Begin Data shown

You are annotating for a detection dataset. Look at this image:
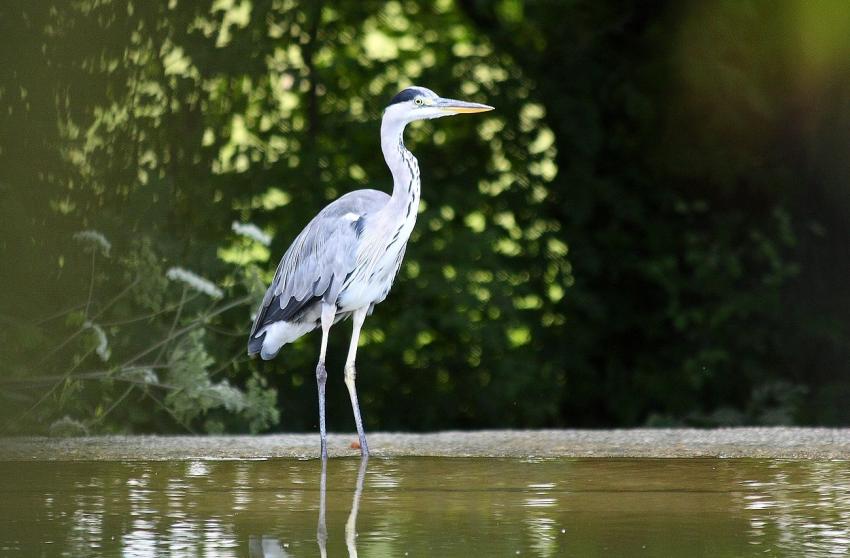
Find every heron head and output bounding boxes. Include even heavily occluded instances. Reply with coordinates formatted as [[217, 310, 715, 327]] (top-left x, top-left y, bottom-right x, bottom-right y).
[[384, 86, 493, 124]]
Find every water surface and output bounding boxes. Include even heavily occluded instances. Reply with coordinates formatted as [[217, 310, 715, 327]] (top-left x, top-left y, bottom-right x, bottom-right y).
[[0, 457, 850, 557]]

End Data shown
Begin Data shown

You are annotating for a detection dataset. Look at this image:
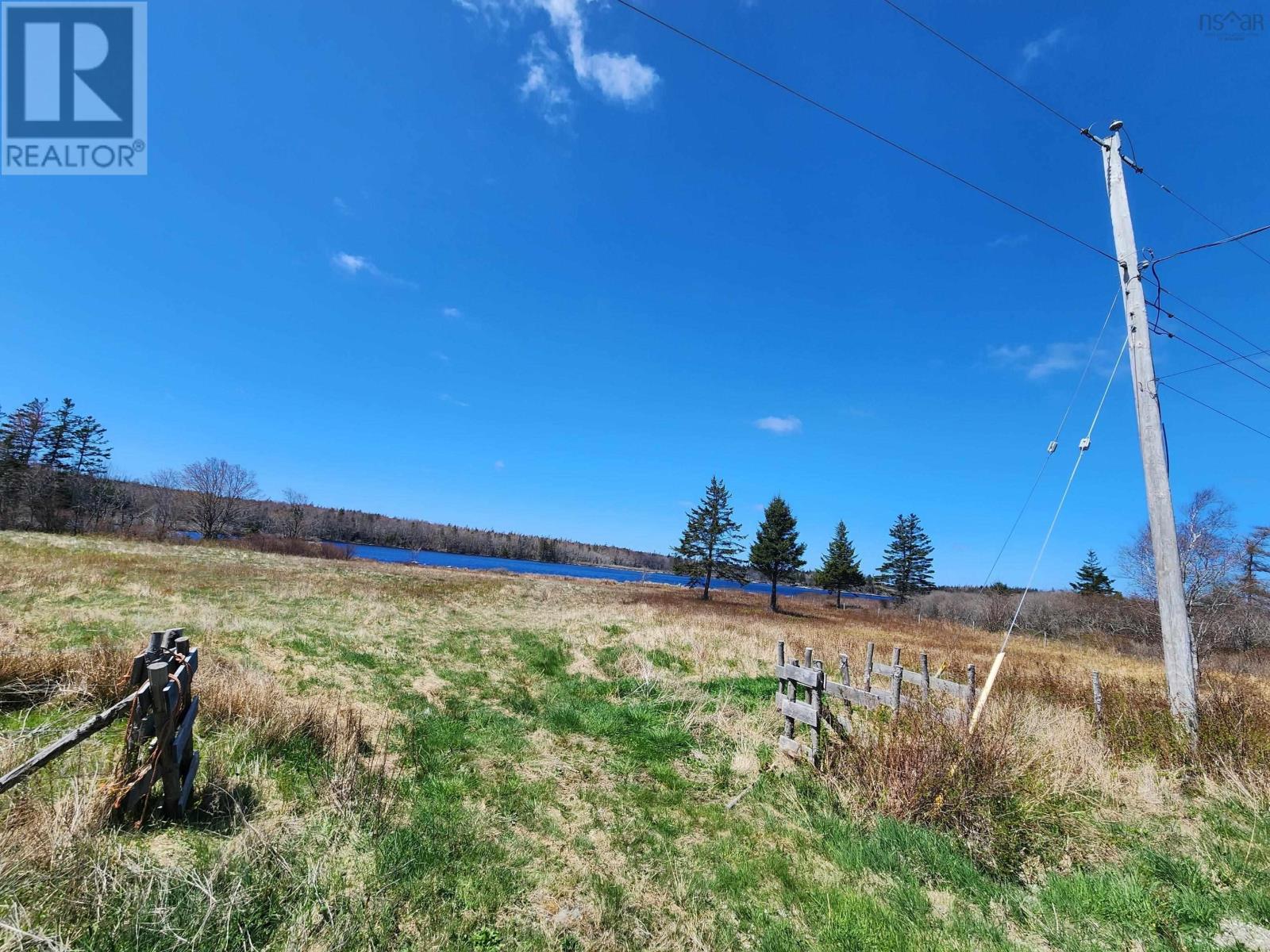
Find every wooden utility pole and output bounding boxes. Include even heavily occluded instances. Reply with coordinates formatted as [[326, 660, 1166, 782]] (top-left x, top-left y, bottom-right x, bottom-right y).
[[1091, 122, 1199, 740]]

End Data shown
Begin Data shown

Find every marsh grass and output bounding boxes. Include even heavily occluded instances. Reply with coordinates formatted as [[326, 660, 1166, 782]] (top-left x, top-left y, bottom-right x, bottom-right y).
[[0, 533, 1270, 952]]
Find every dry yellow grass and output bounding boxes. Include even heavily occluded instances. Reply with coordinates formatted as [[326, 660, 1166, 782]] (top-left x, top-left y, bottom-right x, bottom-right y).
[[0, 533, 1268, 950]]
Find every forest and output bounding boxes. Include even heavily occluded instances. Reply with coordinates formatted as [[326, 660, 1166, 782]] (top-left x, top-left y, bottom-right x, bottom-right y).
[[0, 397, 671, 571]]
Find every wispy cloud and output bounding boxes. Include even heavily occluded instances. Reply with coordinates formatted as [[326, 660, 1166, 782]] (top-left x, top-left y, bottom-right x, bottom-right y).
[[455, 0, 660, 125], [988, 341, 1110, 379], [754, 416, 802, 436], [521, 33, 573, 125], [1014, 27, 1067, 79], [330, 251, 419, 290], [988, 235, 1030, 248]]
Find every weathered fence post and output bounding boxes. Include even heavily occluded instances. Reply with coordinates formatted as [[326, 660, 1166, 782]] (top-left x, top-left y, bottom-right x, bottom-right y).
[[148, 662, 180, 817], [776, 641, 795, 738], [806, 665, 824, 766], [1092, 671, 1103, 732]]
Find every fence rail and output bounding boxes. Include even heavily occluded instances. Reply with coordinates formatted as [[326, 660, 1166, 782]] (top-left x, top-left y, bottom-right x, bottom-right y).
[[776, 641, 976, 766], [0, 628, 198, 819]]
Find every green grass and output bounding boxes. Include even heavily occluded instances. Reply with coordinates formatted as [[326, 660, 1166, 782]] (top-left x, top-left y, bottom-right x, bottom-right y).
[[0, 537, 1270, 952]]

End Data shown

What you need to do => Switch "wispy cloud" to "cumulus cloud" in the material from the line with "Find every dry" to the line with "[[0, 537, 1270, 952]]", and return only those lines with nothing else changed.

The answer =>
Find every dry yellow grass and output bounding boxes. Include even heavily occluded instances. Reply with coordinates formatted as [[326, 660, 1166, 782]] (top-left x, top-left y, bottom-right x, bottom-right y).
[[0, 533, 1268, 950]]
Find every forest and output bounding boxes. Include even heavily occluded instances. Reply with coordinates formatted as [[326, 660, 1166, 782]] (top-left x, top-left y, bottom-right x, bottom-right y).
[[0, 397, 671, 571]]
Find every cumulus cloud and output bounding boxes. Include even heavily occluded instances. Reply with coordinates formatted as [[326, 660, 1166, 782]] (top-left x, top-left y, bottom-right x, bottom-right y).
[[455, 0, 660, 125], [988, 341, 1110, 379], [754, 416, 802, 436], [521, 33, 573, 125], [1014, 27, 1067, 79], [330, 251, 419, 290], [988, 235, 1030, 248]]
Find every weathered fence post and output bounding boxes. Include even heavily occluded instances. Reply with coordinates formatted as [[326, 660, 1166, 782]] (top-left x, top-left y, bottom-right x, bottom-right y).
[[148, 662, 180, 817], [776, 641, 795, 738], [806, 665, 824, 766], [1092, 671, 1103, 732]]
Find every fence rail and output bounding boxes. Include even heavily occluded instances. Reply with coordinates formatted as [[326, 660, 1166, 782]] (top-left x, top-left y, bottom-right x, bottom-right y).
[[776, 641, 976, 766], [0, 628, 198, 819]]
Find every green grass and output bounding boxes. Include even heavily occluded instances. Reply with coordinates formatted as [[326, 660, 1166, 782]] (top-left x, top-left y, bottom-right x, bottom-right y).
[[0, 537, 1270, 952]]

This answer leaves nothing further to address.